Jobs
A. Reproduce the stretch of the Indianapolis race article from "Jack Brabham's little" through "intruders from overseas?".
B. According to the Indianapolis race article, in what year did Cooper's rear-engined car win the world championship?
C. Continue the article about the British Cooper at Indianapolis, beginning after its final sentence.

Source passage start

Jack Brabham's little Cooper, safely in Tuesday's "500," brings the threat of revolution to the foremost U.S. auto race

Almost everything will seem very much as usual next Tuesday when some 250,000 persons assemble at Indianapolis for the annual 500-mile auto race, but one thing will make the occasion very different: the presence of the small, green British bullet shown below. Lurking five rows down in pole position as the 33 cars line up for this 45th running of America's greatest race, this Cooper-Climax adaptation of a Grand Prix racer will pose a hard, new question, which all the color and clamor of Indy on Memorial day will not be able to smother: Is the time-honored Indianapolis roadster (see cover) still master of the Brickyard, or is it merely an expensive fossil soon to be pulverized by intruders from overseas?

Indianapolis has already been profoundly shaken by the little British upstart. Despite an engine only two-thirds the size of the big Indy Offenhausers and a design conceived basically for road racing, quite different from American-style track racing, it was qualified easily by Australia's World Champion Driver Jack Brabham. It is the first foreign car since 1952 to make the "500" starting field. Should it overcome heavy odds and actually win the race, it will be the first to do so since the Italian Maseratis driven by Wilbur Shaw in 1939 and 1940. In any case, it will surely encourage other foreign entrants to come and fight for future "500" purses. The purse this year may well reach $400,000, a figure undreamed of in European racing.

Moreover, the Cooper has one successful revolution already to its credit as it sits on the line in the Brickyard. The British car is fundamentally the same Cooper-Climax with which its beef-loving, pipe-smoking builder and owner, John Cooper, turned international Grand Prix racing frontside-back two years ago. After Cooper's rear-engined car won the 1959 world championship, his rivals abruptly discarded their front-engined designs and put their engines in the rear, where all Grand Prix cars have them now.

Source passage end
Provided material start

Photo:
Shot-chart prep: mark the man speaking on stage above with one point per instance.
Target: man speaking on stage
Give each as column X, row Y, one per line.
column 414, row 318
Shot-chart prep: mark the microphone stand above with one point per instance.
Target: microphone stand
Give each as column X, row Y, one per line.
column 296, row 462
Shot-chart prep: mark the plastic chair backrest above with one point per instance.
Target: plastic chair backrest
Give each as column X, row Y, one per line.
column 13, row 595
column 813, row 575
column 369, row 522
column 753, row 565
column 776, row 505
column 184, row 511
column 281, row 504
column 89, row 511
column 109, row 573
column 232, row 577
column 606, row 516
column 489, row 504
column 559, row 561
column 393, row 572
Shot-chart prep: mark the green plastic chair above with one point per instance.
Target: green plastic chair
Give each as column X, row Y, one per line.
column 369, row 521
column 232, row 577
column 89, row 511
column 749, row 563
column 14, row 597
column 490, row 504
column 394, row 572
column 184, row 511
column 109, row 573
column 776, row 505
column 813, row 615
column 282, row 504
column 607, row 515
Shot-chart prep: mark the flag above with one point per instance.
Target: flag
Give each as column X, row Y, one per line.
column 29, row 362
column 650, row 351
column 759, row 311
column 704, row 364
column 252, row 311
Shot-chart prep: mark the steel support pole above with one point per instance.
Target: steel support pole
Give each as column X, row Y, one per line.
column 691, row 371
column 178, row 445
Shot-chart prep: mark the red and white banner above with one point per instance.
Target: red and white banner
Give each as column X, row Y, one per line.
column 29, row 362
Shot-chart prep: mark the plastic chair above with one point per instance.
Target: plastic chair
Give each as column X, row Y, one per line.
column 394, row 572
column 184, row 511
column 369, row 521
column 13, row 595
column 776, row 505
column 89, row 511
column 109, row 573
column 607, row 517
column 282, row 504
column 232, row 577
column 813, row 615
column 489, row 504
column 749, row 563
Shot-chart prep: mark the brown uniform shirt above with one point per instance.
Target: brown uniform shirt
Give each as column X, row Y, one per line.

Provided material end

Answers to the exercise
A.
Jack Brabham's little Cooper, safely in Tuesday's "500," brings the threat of revolution to the foremost U.S. auto race

Almost everything will seem very much as usual next Tuesday when some 250,000 persons assemble at Indianapolis for the annual 500-mile auto race, but one thing will make the occasion very different: the presence of the small, green British bullet shown below. Lurking five rows down in pole position as the 33 cars line up for this 45th running of America's greatest race, this Cooper-Climax adaptation of a Grand Prix racer will pose a hard, new question, which all the color and clamor of Indy on Memorial day will not be able to smother: Is the time-honored Indianapolis roadster (see cover) still master of the Brickyard, or is it merely an expensive fossil soon to be pulverized by intruders from overseas?

B. 1959

C.
That happened overseas, however, and those distant convulsions caused hardly a tremor at Indianapolis. The "500" race was thought to be as remote from the Grand Prix sport as baseball from cricket. Sporadic and mostly ill-planned postwar foreign ventures in the "500" have been futile, and for 20 years the Indy men have remained in their well-worn groove.

No designer appeared to dispute the basic roadster introduced in 1952 by Frank Kurtis, whose greatest innovations were to offset the engine to the left side of the chassis, compensating for the Speedway's four left turns, and drop the driver down beside the drive shaft from his old perch above it. Only the fragile Novisupercharged V-8 interrupted the complacent routine of Meyer-Drake, builders of the long-dominant Offy engine—and then only slightly. Nor did any competitor threaten Ted Halibrand, who cornered nearly all the wheel, rear axle and differential business, or Firestone, who year after year could confidently predict that the winning car would ride on their tires—no other manufacturer built "500" tires.

Thus the simple front-engined, solid-axle Indianapolis car became, as one insider puts it, a catalog item. A new one cost between $25,000 and $30,000. The price was steep, but after all the roadster was the best of all possible cars for the extremely special tasks assigned to it: to accelerate violently away from the Speedway's turns, and be beefy enough not to break should it kiss a concrete retaining wall.

Then Cooper and Brabham happened by Indianapolis last fall on the way to an American road race. They warmed up for some trial laps, and suddenly the far-off thunder reverberated here at home, for Brabham reached an astonishing lap speed of 144.8 mph with a pure Grand Prix Cooper-Climax car. Brabham also cornered brilliantly whether in or out of the "groove," the Americans' fastest safe line through the turns. Indy roadsters out of the groove at extreme speed are in immediate danger of crashing.

Instantly the question rose from America's Grand Prix and sports car fans who have long, and rather blindly, looked down their noses at the Brickyard: Why not try? But wait, said John Cooper. I am not a well-heeled revolutionary. My shop is as modest as my manner. I can't possibly afford to enter your race on my own. If I am to subvert the Indianapolis tradition, I must have financial backing.

And lo, a financial angel appeared, an American with silver hair and a small gold earring in his right ear lobe. James (Gentleman Jim) Kimberly, the footloose millionaire who road-raced Ferrari sports cars in the mid-1950s, offered to underwrite the entire cost of building a special Cooper-Climax for the "500" as well as all attendant expenses. His offer accepted, he set up a $30,000 drawing account for Cooper.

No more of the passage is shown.